Every record should be written out exactly, please.

## LISTED RECORDS
- Opening Delimiter -

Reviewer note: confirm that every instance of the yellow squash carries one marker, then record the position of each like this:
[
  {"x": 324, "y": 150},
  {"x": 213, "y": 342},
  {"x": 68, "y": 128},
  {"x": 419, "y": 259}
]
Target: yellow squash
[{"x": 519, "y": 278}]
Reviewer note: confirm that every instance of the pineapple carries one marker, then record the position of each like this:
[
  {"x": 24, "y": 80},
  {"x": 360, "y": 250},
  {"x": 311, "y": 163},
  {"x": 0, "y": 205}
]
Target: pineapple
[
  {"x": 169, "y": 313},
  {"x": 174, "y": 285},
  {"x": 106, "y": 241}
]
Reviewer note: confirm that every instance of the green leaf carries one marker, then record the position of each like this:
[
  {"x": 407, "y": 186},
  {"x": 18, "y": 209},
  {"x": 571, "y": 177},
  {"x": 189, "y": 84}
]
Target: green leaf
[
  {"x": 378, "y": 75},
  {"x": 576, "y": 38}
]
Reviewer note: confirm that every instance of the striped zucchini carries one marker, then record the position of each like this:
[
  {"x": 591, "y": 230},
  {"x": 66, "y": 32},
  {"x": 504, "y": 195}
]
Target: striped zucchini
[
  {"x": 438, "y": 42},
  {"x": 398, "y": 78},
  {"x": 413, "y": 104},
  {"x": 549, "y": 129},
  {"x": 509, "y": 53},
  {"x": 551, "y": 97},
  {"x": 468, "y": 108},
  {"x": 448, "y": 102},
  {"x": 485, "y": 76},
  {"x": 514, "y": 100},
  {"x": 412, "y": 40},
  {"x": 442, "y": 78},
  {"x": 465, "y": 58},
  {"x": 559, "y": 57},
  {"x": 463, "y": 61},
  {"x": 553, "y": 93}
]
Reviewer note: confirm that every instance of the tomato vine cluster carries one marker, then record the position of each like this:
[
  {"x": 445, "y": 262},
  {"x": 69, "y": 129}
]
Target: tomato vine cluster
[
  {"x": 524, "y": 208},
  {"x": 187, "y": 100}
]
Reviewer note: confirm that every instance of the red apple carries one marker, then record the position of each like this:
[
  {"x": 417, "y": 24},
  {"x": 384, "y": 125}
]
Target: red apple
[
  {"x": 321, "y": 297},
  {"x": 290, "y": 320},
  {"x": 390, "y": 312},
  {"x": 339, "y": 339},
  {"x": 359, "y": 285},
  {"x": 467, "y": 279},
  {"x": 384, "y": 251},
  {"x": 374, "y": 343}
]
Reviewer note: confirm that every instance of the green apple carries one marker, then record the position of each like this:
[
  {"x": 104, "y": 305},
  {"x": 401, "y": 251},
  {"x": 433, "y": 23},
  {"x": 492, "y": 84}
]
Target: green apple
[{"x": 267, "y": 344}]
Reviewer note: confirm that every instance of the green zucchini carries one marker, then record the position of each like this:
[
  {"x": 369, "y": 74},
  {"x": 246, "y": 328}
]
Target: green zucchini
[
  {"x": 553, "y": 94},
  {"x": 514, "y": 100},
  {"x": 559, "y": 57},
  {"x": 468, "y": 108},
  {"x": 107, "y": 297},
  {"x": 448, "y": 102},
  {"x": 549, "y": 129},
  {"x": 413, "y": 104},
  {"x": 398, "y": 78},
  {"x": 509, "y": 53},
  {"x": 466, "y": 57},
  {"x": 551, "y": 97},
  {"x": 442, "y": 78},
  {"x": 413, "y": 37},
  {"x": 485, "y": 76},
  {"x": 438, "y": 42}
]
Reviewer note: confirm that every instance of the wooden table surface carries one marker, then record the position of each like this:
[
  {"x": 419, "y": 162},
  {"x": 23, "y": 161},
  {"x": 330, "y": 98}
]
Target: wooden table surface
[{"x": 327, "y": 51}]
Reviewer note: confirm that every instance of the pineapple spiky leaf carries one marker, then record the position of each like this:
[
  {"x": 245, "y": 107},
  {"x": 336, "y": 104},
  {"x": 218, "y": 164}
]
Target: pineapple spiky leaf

- Closing Delimiter -

## ANSWER SECTION
Reviewer note: confirm that every instance of the yellow squash carries one marker, then record the position of each like this:
[
  {"x": 324, "y": 150},
  {"x": 213, "y": 342},
  {"x": 68, "y": 128},
  {"x": 419, "y": 259}
]
Target: yellow squash
[{"x": 519, "y": 278}]
Reviewer note: confirm that every instance of the pineapple carries one marker, then record the position of each like this:
[
  {"x": 24, "y": 80},
  {"x": 360, "y": 250},
  {"x": 311, "y": 163},
  {"x": 0, "y": 205}
]
Target: pineapple
[
  {"x": 169, "y": 313},
  {"x": 174, "y": 285},
  {"x": 106, "y": 241}
]
Reviewer note: confirm that every instance of the green leaf carries one marker, then record the position of each like this:
[
  {"x": 407, "y": 186},
  {"x": 18, "y": 209},
  {"x": 571, "y": 177},
  {"x": 189, "y": 84}
]
Target: green leaf
[
  {"x": 378, "y": 75},
  {"x": 576, "y": 38}
]
Reviewer note: confirm that every instance of the striped zucchini carries one marker, then record the position of each like this:
[
  {"x": 591, "y": 230},
  {"x": 66, "y": 32},
  {"x": 504, "y": 195}
]
Target: striped zucchini
[
  {"x": 438, "y": 42},
  {"x": 398, "y": 78},
  {"x": 413, "y": 104},
  {"x": 549, "y": 129},
  {"x": 509, "y": 53},
  {"x": 551, "y": 97},
  {"x": 468, "y": 108},
  {"x": 448, "y": 102},
  {"x": 485, "y": 76},
  {"x": 514, "y": 100},
  {"x": 412, "y": 40},
  {"x": 442, "y": 78},
  {"x": 465, "y": 58},
  {"x": 559, "y": 57},
  {"x": 463, "y": 61},
  {"x": 553, "y": 93}
]
Reviewer note: confirm that every instance of the tomato vine cluster carries one marker, then record the position of each like this:
[
  {"x": 445, "y": 262},
  {"x": 69, "y": 129}
]
Target: tomato vine cluster
[
  {"x": 524, "y": 208},
  {"x": 187, "y": 100}
]
Reviewer note: confirm that every instance of the red apple carries one marker, then record the position of each like this:
[
  {"x": 417, "y": 24},
  {"x": 384, "y": 125}
]
Target: red apple
[
  {"x": 321, "y": 297},
  {"x": 290, "y": 320},
  {"x": 390, "y": 312},
  {"x": 339, "y": 339},
  {"x": 359, "y": 285},
  {"x": 467, "y": 279},
  {"x": 384, "y": 251},
  {"x": 374, "y": 343}
]
Reviewer note: confirm that every instance of the green apple carries one marker, then record the position of each like this:
[
  {"x": 104, "y": 305},
  {"x": 401, "y": 251},
  {"x": 433, "y": 23},
  {"x": 492, "y": 84}
]
Target: green apple
[{"x": 267, "y": 344}]
Reviewer note: confirm that every instance of the green zucchini carries one marker, then record the position of each like this:
[
  {"x": 369, "y": 74},
  {"x": 246, "y": 328}
]
Target: green zucchini
[
  {"x": 553, "y": 94},
  {"x": 514, "y": 100},
  {"x": 559, "y": 57},
  {"x": 468, "y": 108},
  {"x": 107, "y": 297},
  {"x": 448, "y": 102},
  {"x": 549, "y": 129},
  {"x": 413, "y": 104},
  {"x": 398, "y": 78},
  {"x": 509, "y": 53},
  {"x": 466, "y": 57},
  {"x": 551, "y": 97},
  {"x": 442, "y": 78},
  {"x": 413, "y": 37},
  {"x": 485, "y": 76},
  {"x": 438, "y": 42}
]
Reviewer note: confirm that every instance of the wooden table surface carries one marker, then record the position of each like this:
[
  {"x": 419, "y": 162},
  {"x": 23, "y": 161},
  {"x": 330, "y": 98}
]
Target: wooden table surface
[{"x": 327, "y": 51}]
Reviewer note: confirm that every instance of the pineapple spiky leaf carries one marker, then record the position of each like this:
[
  {"x": 245, "y": 107},
  {"x": 336, "y": 104},
  {"x": 218, "y": 164}
]
Target: pineapple spiky leaf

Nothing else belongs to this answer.